**PASSAGE FOR REVIEW**
German playwright (1759–1805)

Johann Christoph Friedrich von Schiller (/de/, short: /de/; 10 November 1759 – 9 May 1805) was a German playwright, poet, philosopher and historian. Schiller is considered to be one of Germany's most important classical playwrights. He was one of the most important figures of the Sturm und Drang movement.

He was born in Marbach to a devoutly Lutheran family. Initially intended for the priesthood, in 1773 he entered a military academy in Stuttgart and ended up studying medicine. His first play, The Robbers, was written at this time and proved very successful. After a brief stint as a regimental doctor, he left Stuttgart and eventually wound up in Weimar. In 1789, he became professor of History and Philosophy at the University of Jena, where he wrote historical works.

During the last seventeen years of his life (1788–1805), Schiller developed a productive, if complicated, friendship with the already famous and influential Johann Wolfgang von Goethe. They frequently discussed issues concerning aesthetics, and Schiller encouraged Goethe to finish works that he had left as sketches. This relationship and these discussions led to a period now referred to as Weimar Classicism. Together, they founded the Weimar Theater.

They also worked together on Xenien, a collection of short satirical poems in which both Schiller and Goethe challenge opponents of their philosophical vision.

==Early life and career==
Friedrich Schiller was born on 10 November 1759, in Marbach, in the Duchy of Württemberg, as the only son of military doctor Johann Kaspar Schiller and Elisabetha Dorothea Schiller. They also had five daughters, including Christophine, the eldest. Schiller grew up in a very religious Lutheran family and spent much of his youth studying the Bible, which would later influence his writing for the theatre. His father was away in the Seven Years' War when Friedrich was born. He was named after king Frederick the Great, but he was called Fritz by nearly everyone. Kaspar Schiller was rarely home during the war, but he did manage to visit the family once in a while. His wife and children also visited him occasionally wherever he happened to be stationed. When the war ended in 1763, Schiller's father became a recruiting officer and was stationed in Schwäbisch Gmünd. The family moved with him. Due to the high cost of living—especially the rent—the family moved to the nearby town of Lorch.

**STORED DATA**

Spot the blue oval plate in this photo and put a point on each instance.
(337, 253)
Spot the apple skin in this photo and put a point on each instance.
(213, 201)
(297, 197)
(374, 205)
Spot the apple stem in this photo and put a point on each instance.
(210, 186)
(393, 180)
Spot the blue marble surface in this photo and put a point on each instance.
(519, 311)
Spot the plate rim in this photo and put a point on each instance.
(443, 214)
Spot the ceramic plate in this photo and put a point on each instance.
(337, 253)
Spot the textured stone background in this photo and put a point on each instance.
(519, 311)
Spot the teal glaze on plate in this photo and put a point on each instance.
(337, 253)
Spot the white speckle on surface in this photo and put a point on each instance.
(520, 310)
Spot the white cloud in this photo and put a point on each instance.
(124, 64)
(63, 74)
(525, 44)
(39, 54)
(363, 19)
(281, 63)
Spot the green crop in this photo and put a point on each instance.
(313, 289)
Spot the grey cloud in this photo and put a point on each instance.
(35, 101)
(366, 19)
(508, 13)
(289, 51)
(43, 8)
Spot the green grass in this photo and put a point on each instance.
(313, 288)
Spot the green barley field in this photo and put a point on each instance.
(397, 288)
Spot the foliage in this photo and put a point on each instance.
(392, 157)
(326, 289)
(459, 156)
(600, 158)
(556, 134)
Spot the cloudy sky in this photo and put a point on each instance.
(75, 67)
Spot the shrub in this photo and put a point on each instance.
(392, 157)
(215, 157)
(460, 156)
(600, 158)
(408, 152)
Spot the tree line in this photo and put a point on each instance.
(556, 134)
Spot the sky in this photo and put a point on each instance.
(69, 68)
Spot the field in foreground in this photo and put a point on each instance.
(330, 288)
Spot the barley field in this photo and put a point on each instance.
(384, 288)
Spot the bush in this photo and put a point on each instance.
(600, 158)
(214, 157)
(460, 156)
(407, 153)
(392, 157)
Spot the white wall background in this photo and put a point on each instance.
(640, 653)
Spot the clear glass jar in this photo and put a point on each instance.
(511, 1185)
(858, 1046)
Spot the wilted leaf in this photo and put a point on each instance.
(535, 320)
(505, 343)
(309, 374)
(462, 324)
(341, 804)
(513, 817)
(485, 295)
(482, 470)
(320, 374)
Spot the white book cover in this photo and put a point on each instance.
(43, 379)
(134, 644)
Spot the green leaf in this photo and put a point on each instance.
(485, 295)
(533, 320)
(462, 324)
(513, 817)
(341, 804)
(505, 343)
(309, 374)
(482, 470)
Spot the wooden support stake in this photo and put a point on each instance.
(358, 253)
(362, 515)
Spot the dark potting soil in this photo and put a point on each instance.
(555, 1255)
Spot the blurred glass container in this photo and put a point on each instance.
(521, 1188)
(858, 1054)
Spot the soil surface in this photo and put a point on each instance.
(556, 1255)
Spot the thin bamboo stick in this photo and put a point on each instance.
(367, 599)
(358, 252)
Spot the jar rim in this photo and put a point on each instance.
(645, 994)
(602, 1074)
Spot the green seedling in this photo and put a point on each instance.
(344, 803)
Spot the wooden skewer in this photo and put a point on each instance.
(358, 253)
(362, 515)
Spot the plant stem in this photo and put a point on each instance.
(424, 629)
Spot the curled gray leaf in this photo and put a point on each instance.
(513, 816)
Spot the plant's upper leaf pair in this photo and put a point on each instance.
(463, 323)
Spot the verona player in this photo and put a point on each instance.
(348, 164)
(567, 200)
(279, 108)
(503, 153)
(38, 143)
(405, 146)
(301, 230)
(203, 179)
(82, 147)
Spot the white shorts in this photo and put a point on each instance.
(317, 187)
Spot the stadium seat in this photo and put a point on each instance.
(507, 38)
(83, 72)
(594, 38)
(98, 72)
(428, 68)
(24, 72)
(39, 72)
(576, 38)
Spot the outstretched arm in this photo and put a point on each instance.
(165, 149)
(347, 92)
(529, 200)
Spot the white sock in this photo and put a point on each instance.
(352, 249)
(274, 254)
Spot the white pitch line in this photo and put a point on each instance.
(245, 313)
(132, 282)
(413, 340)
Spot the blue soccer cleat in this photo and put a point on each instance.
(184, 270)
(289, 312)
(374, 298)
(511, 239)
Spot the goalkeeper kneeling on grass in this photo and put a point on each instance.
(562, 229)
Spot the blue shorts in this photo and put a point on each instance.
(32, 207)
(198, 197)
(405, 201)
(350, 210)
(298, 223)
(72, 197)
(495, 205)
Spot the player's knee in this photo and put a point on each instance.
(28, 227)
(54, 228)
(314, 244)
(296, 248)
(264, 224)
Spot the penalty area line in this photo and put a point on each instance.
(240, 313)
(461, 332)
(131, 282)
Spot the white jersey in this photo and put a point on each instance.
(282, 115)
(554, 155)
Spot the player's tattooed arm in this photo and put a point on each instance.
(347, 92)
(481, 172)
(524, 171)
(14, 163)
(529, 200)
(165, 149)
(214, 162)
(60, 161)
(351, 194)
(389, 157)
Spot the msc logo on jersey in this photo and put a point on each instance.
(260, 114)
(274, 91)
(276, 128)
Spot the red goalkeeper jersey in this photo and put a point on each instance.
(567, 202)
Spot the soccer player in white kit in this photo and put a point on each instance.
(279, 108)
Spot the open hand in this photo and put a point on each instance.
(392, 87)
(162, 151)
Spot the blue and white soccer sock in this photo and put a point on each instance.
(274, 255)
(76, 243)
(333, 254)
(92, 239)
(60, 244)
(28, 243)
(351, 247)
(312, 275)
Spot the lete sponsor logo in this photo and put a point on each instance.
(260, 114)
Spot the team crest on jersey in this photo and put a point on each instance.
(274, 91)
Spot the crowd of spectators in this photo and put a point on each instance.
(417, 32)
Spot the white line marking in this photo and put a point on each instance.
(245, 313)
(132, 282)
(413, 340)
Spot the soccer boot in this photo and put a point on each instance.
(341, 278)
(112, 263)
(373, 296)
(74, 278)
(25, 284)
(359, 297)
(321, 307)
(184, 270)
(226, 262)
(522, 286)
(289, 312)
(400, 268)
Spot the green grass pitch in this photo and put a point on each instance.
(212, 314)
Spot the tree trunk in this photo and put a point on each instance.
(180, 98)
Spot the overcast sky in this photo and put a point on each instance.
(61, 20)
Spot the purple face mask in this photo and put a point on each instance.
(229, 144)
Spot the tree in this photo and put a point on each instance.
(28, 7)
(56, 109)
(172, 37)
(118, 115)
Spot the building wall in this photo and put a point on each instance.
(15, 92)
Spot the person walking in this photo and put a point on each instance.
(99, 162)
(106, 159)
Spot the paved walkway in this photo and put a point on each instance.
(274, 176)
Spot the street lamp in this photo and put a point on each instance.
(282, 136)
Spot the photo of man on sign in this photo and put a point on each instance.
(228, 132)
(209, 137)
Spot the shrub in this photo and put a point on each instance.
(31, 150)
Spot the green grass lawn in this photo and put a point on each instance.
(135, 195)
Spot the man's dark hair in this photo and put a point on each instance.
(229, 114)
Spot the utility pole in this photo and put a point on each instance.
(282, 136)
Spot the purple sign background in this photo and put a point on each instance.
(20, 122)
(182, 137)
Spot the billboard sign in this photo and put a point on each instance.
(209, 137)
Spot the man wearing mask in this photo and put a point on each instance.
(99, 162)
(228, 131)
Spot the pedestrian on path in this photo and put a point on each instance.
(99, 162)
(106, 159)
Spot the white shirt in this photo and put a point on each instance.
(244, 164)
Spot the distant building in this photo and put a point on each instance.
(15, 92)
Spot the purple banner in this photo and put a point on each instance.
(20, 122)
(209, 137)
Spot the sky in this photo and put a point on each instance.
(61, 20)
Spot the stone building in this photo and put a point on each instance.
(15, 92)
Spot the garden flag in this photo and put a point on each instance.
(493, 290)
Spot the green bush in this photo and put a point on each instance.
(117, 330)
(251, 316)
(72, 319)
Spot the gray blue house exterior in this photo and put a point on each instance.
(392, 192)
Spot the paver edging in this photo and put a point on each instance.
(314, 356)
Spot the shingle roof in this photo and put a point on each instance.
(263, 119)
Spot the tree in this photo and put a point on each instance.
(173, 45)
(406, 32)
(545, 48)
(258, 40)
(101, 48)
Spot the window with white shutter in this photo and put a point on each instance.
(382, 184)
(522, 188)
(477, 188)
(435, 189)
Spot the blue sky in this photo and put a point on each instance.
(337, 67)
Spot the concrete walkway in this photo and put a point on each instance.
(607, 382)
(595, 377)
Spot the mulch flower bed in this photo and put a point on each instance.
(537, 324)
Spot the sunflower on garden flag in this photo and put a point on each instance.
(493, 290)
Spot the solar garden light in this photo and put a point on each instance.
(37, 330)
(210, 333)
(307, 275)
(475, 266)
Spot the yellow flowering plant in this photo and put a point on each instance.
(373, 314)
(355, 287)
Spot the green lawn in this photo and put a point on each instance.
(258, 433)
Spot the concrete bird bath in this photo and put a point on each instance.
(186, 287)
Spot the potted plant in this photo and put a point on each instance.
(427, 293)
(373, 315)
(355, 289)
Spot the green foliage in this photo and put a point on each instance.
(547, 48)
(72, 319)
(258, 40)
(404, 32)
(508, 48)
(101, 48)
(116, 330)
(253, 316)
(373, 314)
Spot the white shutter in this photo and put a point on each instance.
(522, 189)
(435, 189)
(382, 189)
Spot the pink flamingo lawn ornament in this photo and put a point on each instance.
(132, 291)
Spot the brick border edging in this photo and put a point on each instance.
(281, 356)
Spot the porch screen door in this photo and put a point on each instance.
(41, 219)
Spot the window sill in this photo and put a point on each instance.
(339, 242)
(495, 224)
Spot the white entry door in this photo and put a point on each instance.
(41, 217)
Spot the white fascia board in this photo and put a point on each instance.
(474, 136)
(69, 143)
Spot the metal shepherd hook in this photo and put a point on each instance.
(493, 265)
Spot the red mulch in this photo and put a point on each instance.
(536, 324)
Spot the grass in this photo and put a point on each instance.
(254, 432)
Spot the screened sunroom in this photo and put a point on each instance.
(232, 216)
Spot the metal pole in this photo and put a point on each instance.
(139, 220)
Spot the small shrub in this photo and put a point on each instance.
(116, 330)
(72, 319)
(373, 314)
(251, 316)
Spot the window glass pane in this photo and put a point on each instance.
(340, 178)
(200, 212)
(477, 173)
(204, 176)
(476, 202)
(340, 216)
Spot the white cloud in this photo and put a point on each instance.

**ACTIONS TO TAKE**
a: Answer these questions using the passage on Friedrich Schiller:
(i) In what year did Schiller enter the military academy in Stuttgart?
(ii) What was Xenien?
(iii) Where was Schiller's father stationed after the war ended in 1763?
b: According to the passage on Friedrich Schiller, why did his family move to Lorch?

**ANSWERS BELOW**
a:
(i) 1773
(ii) A collection of short satirical poems in which Schiller and Goethe challenge opponents of their philosophical vision
(iii) Schwäbisch Gmünd, where he served as a recruiting officer

b: The family had followed Schiller's father to Schwäbisch Gmünd, where he was stationed as a recruiting officer. The high cost of living there, especially the rent, led them to move to the nearby town of Lorch.